Instruction 1 ▸
In the rows starting with the line that contains "of the second" and going on through the last of the rows, replace "keypoint" with "point marker" and leave everything else unchanged.

Selected excerpt ▸
A number of key agreement protocols (as opposed to key distribution approaches outlined above) have been suggested in which group keys are created from contributions of inputs (or key shares) of desired members [ITW82, SSD88, BD94, BW98, STW00, KPT00]. The general approach taken in these protocols is to extend the 2-party Diffie-Helman exchange protocol to N parties. Due to the contributory nature and perfect key independence, most of these protocols require exponentiations linear in the number of members [Steiner 2000] for most group updates. Kim et al unify the notion from key hierarchies and Diffie- Helman key exchange to achieve a cost of O(log(N)) exponentiations for individual joins; however, the number of exponentiations for k joins or leaves will still be usually at least linear in k (unless the nodes that are leaving happen to be all clustered in the same parts of the key tree). Since exponentiation is expensive, these protocols are primarily suitable for establishing small groups at present and not suitable when group membership can change drastically from event to event. We thus exclude them for further consideration in this paper, and instead focus on approaches based on key distribution protocols.

Since the secure end-point delivery problem is only a part of a larger publish-subscribe system, we briefly describe related publish subscribe systems as well.

Relatively few event distribution systems [W98] allow subscriptions to be expressed as predicates over the entire message content. A few noteworthy examples of this emerging category are SIENA [C98], READY [GKP99], Elvin [SA97], JEDI [CDF], Yeast [KR95], GEM [MS97], and Gryphon [BCM99]. All of these systems support rich subscription predicates, and thus face problems of scalability in their event distribution algorithms. None of the above systems offers any security features.

Input rows ▸
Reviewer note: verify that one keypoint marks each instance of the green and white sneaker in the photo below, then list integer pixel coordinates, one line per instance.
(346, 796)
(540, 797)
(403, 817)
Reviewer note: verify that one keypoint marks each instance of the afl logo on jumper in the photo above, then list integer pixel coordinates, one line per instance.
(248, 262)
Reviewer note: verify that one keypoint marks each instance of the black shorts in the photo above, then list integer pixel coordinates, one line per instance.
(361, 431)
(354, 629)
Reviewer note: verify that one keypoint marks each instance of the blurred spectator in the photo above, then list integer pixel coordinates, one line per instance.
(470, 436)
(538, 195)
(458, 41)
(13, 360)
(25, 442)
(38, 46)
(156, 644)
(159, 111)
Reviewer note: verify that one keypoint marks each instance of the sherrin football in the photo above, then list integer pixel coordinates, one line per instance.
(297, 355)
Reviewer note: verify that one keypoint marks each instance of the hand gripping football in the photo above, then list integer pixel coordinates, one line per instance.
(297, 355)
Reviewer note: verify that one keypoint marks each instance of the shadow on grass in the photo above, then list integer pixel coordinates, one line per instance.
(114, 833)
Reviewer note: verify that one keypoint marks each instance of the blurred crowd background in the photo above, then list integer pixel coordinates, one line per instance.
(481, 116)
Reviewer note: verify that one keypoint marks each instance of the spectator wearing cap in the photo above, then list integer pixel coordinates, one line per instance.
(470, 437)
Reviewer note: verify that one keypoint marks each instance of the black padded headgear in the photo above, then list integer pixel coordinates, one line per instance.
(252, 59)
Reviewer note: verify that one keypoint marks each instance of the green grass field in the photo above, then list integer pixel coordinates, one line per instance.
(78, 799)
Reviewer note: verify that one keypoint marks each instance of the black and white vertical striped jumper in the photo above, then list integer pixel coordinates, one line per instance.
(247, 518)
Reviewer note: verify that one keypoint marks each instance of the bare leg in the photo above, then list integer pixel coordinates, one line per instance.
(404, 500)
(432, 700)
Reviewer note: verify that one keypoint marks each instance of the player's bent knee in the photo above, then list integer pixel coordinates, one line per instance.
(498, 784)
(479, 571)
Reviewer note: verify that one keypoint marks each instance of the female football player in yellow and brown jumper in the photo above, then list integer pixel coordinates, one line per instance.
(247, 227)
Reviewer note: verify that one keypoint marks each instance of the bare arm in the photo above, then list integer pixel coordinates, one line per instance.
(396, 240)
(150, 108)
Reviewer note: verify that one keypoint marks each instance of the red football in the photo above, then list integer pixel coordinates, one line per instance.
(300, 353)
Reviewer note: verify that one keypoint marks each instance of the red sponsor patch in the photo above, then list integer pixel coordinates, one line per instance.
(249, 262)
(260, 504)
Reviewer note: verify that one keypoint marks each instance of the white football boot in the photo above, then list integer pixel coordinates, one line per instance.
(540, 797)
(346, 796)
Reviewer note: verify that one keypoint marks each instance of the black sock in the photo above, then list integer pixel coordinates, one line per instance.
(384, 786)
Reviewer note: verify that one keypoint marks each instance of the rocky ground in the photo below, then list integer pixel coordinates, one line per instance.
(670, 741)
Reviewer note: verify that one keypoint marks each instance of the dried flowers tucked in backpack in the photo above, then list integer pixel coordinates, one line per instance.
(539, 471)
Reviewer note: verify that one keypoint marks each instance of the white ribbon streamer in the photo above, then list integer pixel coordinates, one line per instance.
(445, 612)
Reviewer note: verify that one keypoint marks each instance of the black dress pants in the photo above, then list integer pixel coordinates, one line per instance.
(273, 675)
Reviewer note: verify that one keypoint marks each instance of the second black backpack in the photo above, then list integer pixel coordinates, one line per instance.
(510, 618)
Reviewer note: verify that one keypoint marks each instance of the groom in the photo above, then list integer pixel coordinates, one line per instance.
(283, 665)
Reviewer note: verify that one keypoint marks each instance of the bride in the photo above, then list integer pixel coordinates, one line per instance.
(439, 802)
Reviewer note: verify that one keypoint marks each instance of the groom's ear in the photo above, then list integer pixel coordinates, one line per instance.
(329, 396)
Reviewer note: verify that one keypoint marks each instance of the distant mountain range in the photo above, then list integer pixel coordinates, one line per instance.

Instruction 2 ▸
Say whether each statement agrees with the excerpt on group key protocols, answering yes or no and quoting the deciding words of the excerpt: (a) Kim et al reach a cost of O(log(N)) exponentiations for individual joins. (b) SIENA offers security features. (c) The paper focuses on key agreement protocols rather than key distribution protocols.

Task result 1 ▸
Reviewer note: verify that one point marker marks each instance of the second black backpack in the photo above, then list integer pixel coordinates, one line per instance.
(510, 618)
Reviewer note: verify that one point marker marks each instance of the groom in the photo above, then list integer pixel coordinates, one line per instance.
(283, 665)
Reviewer note: verify that one point marker marks each instance of the bride in the photo above, then list integer pixel coordinates, one line per instance.
(439, 802)
Reviewer note: verify that one point marker marks each instance of the groom's ear in the photo above, then list integer pixel coordinates, one line per instance.
(329, 396)
Reviewer note: verify that one point marker marks each instance of the distant mountain range in the photo above, then list integer pixel coordinates, one line per instance.

Task result 2 ▸
(a) Yes: "to achieve a cost of O(log(N)) exponentiations for individual joins"
(b) No: "None of the above systems offers any security features."
(c) No: "We thus exclude them for further consideration in this paper, and instead focus on approaches based on key distribution protocols."